**THE REQUEST:**
Return each line of the material below that contains the string "hand". Case is significant.

**GIVEN DATA:**
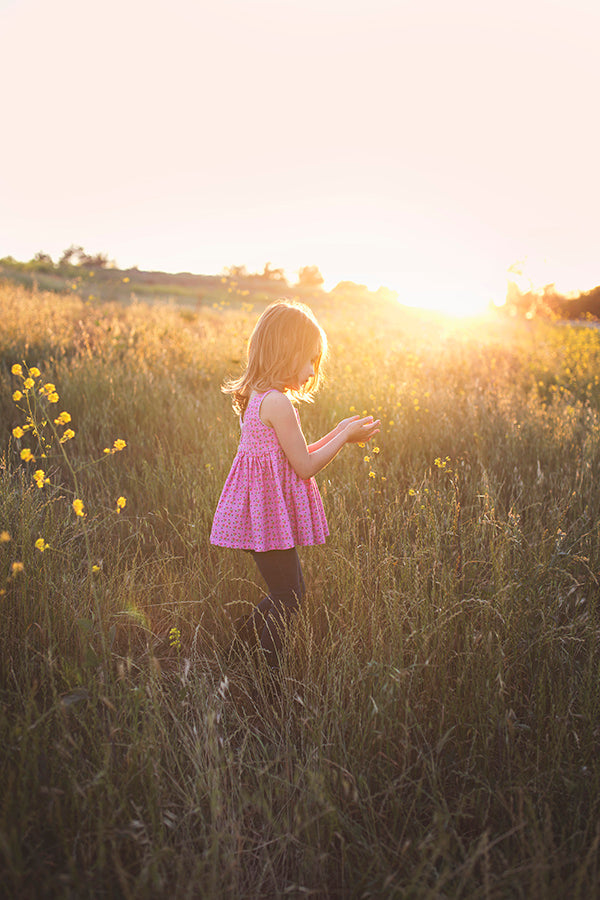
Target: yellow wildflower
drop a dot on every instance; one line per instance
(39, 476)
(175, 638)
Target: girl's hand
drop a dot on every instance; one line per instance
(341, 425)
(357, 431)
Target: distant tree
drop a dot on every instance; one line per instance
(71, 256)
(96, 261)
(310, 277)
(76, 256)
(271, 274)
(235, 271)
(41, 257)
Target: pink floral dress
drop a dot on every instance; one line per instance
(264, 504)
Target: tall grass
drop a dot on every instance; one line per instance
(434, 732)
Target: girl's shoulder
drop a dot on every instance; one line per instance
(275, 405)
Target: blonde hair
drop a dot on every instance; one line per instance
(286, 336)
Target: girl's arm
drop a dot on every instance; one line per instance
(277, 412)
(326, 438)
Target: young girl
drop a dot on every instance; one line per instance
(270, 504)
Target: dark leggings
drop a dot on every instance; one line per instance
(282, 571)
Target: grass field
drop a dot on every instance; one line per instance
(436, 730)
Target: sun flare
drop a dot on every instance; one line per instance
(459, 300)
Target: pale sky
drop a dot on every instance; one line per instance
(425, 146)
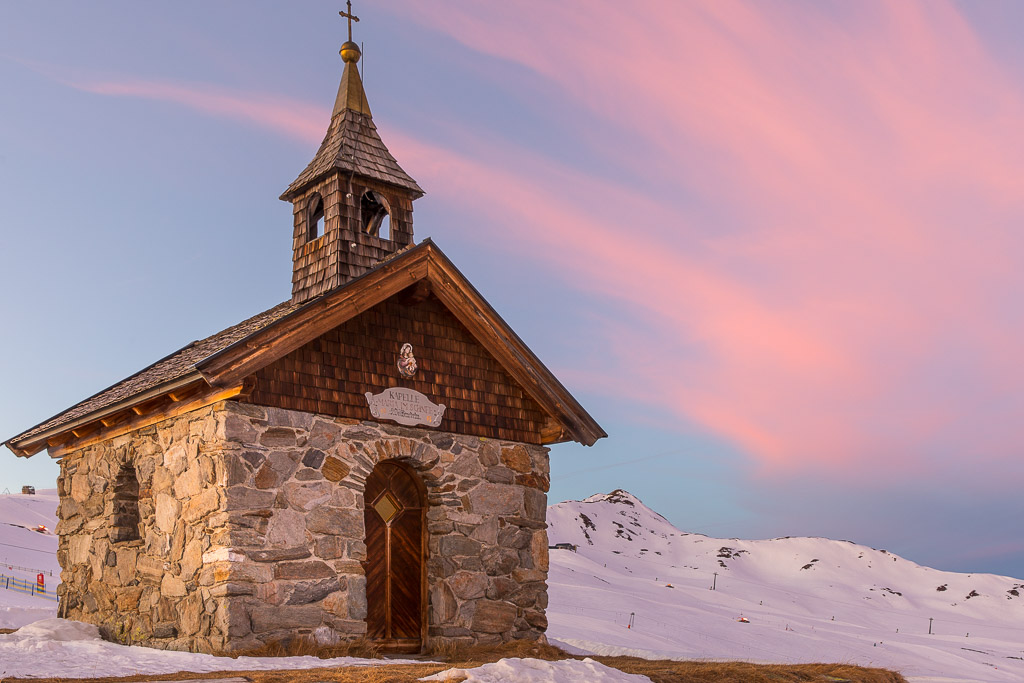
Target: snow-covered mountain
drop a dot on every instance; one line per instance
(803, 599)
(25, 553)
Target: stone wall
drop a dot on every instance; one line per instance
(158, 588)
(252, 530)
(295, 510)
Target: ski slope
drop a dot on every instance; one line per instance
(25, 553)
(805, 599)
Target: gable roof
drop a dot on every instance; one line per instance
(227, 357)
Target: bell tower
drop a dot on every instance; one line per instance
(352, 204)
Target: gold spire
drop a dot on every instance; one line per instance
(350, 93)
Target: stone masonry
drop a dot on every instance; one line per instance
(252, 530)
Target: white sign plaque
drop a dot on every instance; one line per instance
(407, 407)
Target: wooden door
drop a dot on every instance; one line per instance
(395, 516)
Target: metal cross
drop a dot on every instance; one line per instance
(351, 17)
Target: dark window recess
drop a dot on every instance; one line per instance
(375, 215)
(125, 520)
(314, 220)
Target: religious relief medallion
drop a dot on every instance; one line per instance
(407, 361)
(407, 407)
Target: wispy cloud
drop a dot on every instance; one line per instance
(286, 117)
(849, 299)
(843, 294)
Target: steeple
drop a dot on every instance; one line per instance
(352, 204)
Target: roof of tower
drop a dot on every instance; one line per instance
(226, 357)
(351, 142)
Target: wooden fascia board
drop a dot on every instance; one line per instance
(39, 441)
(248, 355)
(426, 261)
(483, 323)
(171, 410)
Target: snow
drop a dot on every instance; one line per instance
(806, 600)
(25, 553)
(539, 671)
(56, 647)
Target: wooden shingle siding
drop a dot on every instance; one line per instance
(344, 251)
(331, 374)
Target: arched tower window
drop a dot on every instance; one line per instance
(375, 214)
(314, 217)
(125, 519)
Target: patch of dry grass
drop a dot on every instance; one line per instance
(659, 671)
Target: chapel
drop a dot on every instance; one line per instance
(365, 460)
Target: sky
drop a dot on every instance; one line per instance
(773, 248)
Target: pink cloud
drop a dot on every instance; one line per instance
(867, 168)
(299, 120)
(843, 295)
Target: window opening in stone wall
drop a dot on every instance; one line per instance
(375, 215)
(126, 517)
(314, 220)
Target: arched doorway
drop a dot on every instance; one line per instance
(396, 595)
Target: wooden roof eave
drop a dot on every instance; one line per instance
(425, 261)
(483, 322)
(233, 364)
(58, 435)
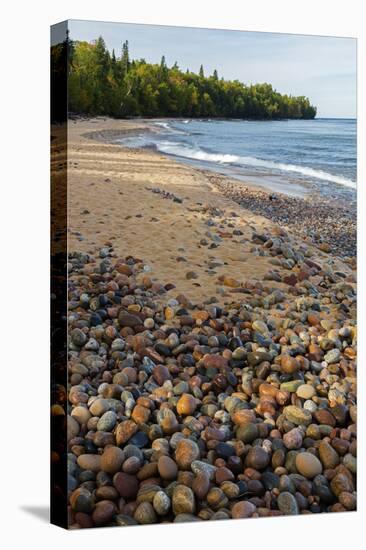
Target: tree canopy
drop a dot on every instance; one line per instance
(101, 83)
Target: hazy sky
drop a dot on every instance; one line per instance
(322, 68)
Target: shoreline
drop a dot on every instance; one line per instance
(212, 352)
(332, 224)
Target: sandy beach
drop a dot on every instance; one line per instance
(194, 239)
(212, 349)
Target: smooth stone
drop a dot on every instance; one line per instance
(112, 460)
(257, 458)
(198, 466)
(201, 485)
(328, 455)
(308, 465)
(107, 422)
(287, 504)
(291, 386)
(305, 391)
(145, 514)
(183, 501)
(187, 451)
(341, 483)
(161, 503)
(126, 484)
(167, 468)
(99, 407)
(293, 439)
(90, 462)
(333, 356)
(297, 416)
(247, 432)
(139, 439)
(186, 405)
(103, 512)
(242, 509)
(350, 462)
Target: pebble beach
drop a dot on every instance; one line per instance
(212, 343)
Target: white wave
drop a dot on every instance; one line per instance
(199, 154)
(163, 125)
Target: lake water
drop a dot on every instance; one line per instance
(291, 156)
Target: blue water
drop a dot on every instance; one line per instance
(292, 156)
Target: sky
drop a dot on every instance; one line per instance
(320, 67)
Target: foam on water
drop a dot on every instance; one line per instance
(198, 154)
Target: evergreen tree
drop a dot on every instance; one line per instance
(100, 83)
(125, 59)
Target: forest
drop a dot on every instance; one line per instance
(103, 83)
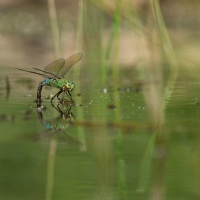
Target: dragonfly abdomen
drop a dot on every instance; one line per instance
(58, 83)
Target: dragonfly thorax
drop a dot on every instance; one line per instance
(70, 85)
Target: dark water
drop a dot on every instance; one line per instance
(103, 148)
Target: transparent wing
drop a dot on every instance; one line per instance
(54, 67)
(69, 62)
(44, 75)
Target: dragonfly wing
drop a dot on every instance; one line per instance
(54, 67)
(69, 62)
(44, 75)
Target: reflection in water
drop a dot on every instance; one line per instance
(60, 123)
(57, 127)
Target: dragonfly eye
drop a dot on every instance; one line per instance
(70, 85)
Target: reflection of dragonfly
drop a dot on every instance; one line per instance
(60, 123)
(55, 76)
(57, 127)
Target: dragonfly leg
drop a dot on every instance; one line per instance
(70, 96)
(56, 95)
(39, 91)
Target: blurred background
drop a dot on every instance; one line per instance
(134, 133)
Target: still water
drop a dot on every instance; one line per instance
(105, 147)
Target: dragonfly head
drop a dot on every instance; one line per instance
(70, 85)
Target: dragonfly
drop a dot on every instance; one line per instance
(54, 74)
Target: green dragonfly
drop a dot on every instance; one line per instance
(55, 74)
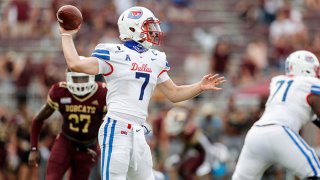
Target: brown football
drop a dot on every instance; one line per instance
* * *
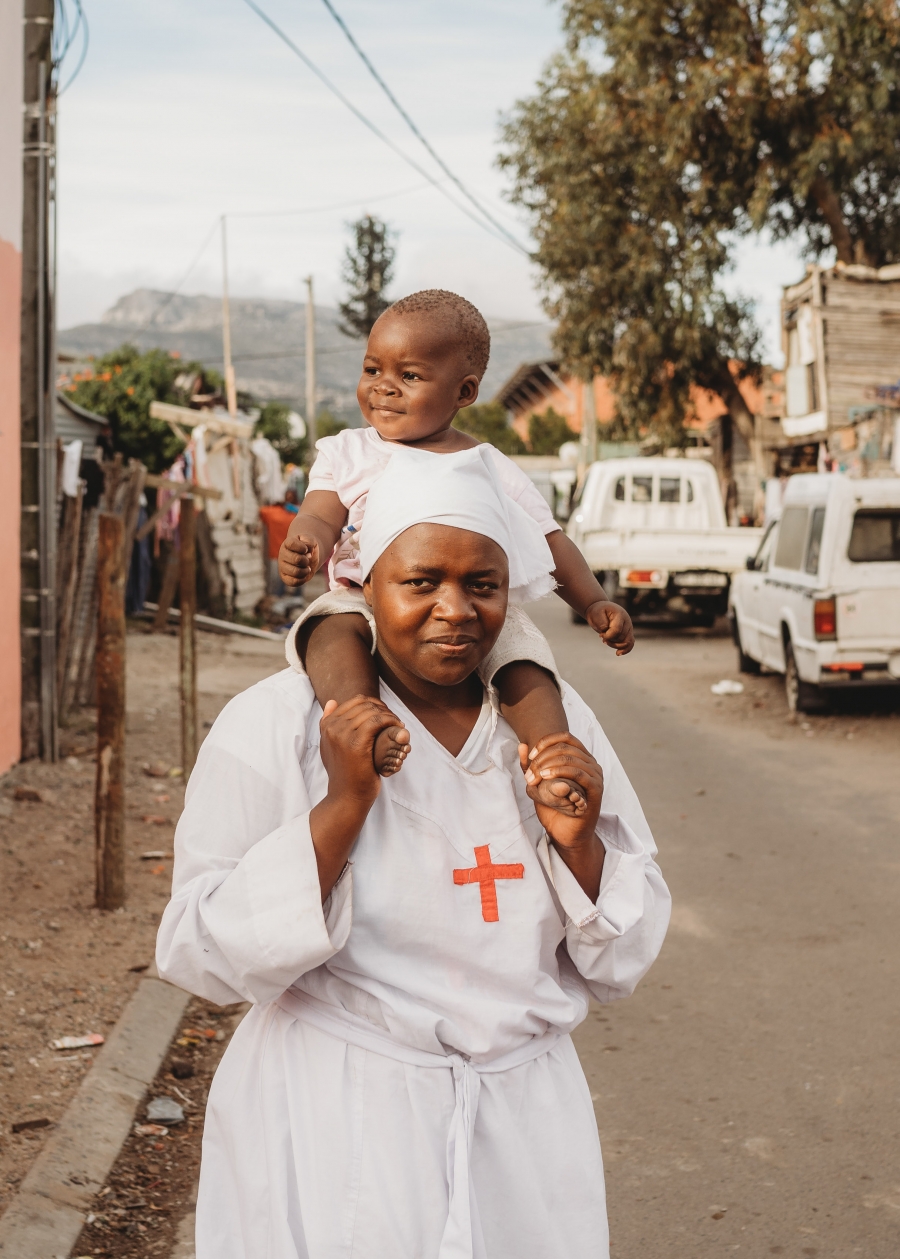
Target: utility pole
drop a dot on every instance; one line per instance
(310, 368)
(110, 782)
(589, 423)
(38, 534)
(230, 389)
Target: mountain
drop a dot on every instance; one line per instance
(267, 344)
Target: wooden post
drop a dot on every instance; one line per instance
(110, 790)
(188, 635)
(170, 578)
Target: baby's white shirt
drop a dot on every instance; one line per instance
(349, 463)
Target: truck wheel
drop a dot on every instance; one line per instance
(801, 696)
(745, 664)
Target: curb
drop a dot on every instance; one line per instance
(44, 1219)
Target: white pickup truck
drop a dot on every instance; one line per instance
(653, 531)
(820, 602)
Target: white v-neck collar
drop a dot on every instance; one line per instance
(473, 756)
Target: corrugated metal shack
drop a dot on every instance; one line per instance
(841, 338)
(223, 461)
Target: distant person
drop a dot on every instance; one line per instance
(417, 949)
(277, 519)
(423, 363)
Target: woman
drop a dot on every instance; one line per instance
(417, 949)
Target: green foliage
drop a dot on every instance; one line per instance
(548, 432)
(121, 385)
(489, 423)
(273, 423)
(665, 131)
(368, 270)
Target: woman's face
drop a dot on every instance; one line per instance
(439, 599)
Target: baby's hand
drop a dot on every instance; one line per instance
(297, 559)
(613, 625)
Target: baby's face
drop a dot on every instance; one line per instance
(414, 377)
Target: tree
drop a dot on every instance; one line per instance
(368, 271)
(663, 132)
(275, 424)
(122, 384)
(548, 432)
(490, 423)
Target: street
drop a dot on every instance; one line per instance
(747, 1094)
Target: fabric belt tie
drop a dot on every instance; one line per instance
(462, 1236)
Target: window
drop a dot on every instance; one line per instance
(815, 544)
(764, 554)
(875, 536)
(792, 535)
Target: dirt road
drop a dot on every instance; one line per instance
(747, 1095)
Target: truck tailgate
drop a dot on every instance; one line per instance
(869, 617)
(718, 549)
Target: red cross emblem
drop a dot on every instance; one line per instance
...
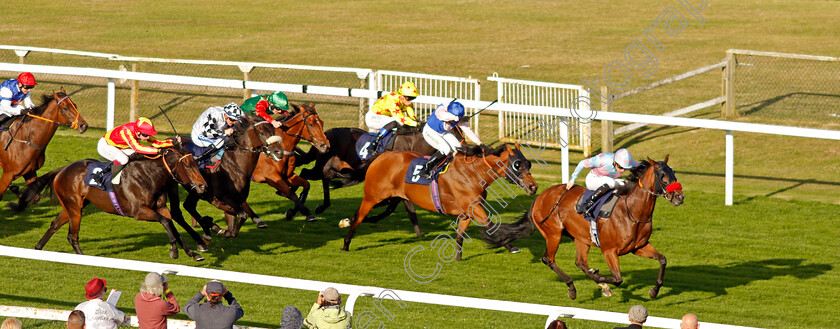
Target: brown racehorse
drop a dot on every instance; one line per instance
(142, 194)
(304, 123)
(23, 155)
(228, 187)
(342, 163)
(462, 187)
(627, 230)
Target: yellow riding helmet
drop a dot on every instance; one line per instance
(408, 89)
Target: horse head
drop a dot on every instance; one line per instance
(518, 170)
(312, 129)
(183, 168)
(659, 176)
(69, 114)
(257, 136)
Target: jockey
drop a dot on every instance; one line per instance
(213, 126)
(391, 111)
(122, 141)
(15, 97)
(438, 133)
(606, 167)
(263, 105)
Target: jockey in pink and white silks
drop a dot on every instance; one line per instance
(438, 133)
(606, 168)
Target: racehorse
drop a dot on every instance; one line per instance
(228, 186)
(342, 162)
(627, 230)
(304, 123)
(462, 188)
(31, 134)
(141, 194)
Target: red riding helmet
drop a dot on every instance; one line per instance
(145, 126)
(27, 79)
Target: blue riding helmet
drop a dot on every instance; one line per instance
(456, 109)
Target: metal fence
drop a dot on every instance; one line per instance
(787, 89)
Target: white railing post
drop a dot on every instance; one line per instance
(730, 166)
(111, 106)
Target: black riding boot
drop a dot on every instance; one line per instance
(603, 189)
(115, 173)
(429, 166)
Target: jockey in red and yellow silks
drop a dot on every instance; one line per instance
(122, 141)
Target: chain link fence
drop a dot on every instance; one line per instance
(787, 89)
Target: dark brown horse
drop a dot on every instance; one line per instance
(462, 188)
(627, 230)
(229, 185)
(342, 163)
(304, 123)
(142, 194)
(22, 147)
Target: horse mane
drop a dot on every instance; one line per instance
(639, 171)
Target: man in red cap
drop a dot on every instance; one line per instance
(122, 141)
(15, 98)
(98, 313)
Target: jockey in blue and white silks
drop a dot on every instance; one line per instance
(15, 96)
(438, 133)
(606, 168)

**SOLVED EXERCISE:**
Target: girl's hand
Target: baby's hand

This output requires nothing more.